- **Problem to work on**
Copy the lines of the records below verbatim, starting at the line that contains "the white door." and ending at the line that contains "(0, 0), (25, 1024)", both included.

- **The records**
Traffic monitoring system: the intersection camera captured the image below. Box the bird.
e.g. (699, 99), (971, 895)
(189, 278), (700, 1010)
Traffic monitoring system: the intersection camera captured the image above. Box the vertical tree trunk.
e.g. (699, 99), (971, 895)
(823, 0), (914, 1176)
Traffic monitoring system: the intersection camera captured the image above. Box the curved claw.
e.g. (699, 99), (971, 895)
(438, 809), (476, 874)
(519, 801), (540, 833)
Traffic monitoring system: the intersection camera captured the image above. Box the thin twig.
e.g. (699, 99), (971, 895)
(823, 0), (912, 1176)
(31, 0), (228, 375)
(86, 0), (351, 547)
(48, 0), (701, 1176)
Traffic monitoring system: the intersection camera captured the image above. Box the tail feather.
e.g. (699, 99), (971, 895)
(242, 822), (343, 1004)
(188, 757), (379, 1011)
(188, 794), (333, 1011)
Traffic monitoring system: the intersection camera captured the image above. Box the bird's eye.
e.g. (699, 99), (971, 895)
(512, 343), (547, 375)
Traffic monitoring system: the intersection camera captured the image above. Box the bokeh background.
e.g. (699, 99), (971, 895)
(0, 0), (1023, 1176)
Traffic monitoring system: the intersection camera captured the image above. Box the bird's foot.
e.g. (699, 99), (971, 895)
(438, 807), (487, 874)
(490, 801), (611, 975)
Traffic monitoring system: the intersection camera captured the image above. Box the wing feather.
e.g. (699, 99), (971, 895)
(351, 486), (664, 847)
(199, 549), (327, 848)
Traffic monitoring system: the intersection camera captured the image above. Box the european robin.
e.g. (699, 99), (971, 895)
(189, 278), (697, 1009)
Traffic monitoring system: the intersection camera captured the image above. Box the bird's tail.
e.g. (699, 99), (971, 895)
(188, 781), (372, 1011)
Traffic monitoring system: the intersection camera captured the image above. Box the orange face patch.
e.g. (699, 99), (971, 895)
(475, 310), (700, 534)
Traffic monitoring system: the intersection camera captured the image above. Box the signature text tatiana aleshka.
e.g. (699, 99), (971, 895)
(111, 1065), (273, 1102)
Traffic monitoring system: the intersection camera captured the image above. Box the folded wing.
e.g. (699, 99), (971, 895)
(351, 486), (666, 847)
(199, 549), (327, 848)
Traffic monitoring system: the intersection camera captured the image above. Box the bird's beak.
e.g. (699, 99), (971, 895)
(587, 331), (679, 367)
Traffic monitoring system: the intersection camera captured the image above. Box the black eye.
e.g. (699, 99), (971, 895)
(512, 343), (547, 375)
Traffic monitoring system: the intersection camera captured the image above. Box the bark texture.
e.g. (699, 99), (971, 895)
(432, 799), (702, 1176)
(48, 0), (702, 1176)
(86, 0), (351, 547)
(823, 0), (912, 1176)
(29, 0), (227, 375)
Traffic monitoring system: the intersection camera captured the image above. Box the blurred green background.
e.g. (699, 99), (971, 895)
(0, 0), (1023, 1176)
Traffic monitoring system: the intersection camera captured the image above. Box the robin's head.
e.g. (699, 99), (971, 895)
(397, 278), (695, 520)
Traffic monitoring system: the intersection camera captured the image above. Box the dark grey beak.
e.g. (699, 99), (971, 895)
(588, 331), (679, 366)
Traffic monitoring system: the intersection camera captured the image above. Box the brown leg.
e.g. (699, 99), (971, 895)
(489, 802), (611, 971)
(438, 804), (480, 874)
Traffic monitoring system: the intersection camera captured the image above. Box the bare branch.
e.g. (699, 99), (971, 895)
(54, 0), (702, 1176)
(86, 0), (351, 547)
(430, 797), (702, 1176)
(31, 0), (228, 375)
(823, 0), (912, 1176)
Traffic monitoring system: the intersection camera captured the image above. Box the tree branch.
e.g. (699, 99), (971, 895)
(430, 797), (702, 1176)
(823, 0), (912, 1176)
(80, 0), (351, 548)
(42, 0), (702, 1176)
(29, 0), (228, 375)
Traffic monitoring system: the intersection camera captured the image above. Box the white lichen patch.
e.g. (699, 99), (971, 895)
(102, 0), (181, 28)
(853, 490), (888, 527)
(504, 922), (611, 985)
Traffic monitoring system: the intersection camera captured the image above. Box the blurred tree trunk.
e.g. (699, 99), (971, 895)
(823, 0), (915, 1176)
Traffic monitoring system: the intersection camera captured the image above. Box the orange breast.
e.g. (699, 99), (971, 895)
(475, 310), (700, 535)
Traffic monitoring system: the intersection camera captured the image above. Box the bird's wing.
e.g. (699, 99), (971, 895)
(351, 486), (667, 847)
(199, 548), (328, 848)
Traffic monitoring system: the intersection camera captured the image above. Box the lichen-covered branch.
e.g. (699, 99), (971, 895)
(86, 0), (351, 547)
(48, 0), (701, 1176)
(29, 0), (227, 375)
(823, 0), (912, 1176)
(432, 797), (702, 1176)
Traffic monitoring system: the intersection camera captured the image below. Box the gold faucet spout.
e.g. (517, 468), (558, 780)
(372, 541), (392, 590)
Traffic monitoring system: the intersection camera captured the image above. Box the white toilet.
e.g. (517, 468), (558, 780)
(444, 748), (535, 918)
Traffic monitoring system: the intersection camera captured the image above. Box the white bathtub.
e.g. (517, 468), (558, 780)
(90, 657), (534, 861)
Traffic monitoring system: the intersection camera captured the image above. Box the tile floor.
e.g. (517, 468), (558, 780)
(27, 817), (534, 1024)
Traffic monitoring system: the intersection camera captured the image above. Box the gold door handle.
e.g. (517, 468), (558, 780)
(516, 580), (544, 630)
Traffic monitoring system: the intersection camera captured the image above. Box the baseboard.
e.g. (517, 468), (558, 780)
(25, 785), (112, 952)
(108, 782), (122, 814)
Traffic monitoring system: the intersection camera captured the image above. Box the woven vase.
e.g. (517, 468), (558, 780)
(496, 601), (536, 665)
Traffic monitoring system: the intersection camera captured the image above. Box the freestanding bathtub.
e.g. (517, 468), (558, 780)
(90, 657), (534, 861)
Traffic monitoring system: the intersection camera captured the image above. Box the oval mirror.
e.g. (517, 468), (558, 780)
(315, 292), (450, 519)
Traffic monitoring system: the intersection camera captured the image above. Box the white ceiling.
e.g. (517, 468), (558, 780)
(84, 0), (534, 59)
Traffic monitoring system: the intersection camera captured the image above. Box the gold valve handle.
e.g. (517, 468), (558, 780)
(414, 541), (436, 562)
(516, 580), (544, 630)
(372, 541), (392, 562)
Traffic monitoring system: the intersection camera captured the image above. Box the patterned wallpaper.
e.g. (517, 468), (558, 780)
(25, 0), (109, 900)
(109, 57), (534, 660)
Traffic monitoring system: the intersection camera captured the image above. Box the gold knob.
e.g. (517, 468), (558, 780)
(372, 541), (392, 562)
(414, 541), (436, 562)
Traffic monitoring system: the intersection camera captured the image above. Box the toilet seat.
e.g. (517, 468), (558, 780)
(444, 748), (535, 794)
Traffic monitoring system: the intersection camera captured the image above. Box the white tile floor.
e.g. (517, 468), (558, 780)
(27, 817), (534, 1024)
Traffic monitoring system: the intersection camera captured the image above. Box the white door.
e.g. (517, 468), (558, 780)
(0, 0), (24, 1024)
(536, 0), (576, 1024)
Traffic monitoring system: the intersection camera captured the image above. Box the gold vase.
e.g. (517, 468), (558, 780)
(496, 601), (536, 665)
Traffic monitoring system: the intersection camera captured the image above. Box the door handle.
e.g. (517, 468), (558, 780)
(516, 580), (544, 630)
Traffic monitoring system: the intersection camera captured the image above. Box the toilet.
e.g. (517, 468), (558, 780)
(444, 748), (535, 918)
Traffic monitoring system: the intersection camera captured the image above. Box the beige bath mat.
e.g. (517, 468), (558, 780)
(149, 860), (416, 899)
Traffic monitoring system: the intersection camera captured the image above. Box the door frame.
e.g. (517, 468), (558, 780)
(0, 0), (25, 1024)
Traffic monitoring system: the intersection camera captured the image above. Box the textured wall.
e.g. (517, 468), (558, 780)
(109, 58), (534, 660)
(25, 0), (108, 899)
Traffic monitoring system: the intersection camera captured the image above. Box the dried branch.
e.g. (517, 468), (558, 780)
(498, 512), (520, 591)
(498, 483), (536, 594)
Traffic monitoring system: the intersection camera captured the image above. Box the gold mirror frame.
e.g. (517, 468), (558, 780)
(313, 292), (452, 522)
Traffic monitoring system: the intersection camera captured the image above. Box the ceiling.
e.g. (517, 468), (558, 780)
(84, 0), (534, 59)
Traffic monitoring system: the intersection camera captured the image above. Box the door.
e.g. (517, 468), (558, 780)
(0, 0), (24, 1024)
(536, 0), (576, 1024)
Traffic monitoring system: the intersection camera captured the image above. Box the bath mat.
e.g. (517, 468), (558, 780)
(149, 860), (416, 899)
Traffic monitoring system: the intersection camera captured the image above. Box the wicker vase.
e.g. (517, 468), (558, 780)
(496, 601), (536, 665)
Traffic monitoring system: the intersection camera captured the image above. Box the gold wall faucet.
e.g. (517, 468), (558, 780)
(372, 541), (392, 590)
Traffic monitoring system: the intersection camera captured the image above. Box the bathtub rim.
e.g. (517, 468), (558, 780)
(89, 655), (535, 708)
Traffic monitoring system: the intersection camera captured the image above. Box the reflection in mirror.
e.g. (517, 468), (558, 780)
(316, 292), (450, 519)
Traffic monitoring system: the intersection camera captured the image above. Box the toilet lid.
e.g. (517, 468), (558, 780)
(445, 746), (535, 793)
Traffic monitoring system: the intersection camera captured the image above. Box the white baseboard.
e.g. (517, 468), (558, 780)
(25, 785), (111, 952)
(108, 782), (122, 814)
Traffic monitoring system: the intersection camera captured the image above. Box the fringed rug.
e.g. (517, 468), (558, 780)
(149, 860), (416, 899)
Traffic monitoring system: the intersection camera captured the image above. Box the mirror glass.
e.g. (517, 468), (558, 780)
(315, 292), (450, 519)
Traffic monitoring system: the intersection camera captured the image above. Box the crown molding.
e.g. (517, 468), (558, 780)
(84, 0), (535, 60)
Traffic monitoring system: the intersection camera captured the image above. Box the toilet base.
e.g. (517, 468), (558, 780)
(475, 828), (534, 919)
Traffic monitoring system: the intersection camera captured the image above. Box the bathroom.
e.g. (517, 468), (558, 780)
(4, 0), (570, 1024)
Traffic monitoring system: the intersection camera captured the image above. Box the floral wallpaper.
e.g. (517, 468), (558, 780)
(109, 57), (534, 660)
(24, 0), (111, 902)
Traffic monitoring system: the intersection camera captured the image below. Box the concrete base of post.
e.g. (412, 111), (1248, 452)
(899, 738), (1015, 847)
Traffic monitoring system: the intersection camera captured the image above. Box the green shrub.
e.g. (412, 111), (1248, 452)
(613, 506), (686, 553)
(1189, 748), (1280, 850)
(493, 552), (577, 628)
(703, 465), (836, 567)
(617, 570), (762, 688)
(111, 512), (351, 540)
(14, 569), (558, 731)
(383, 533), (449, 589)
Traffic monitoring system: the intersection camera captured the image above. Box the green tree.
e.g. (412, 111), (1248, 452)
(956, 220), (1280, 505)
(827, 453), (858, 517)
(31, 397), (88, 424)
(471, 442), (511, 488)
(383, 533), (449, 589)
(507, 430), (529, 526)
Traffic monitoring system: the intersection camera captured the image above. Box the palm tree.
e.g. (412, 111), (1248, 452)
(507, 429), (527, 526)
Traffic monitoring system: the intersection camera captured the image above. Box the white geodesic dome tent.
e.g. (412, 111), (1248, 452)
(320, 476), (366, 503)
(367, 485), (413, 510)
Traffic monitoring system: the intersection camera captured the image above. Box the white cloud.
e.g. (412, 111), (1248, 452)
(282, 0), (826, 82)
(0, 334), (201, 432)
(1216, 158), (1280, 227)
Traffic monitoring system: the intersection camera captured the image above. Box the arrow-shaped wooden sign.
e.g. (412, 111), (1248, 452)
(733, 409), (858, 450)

- **Result**
Traffic monitoring system: the intersection camera captured the image above. Box the white door.
e.g. (517, 468), (558, 780)
(0, 0), (24, 1024)
(536, 0), (576, 1024)
Traffic monitoring system: the intersection camera captured the image above. Box the gold vase.
e.g. (517, 468), (558, 780)
(496, 601), (536, 665)
Traffic monitoring system: the intersection camera captured the image above. Box the door handle.
e.g. (517, 468), (558, 780)
(516, 580), (544, 630)
Traffic monitoring system: the intersection camera captured the image above. Box the toilet.
e.g. (517, 468), (558, 780)
(444, 748), (535, 918)
Traffic monitoring system: the intersection camera captured the image above. Box the beige bath mat.
e.g. (517, 468), (558, 780)
(149, 860), (416, 899)
Traffic monitoring system: the intersection camera captured the image above. Box the door frame.
e.g. (517, 468), (558, 780)
(0, 0), (25, 1024)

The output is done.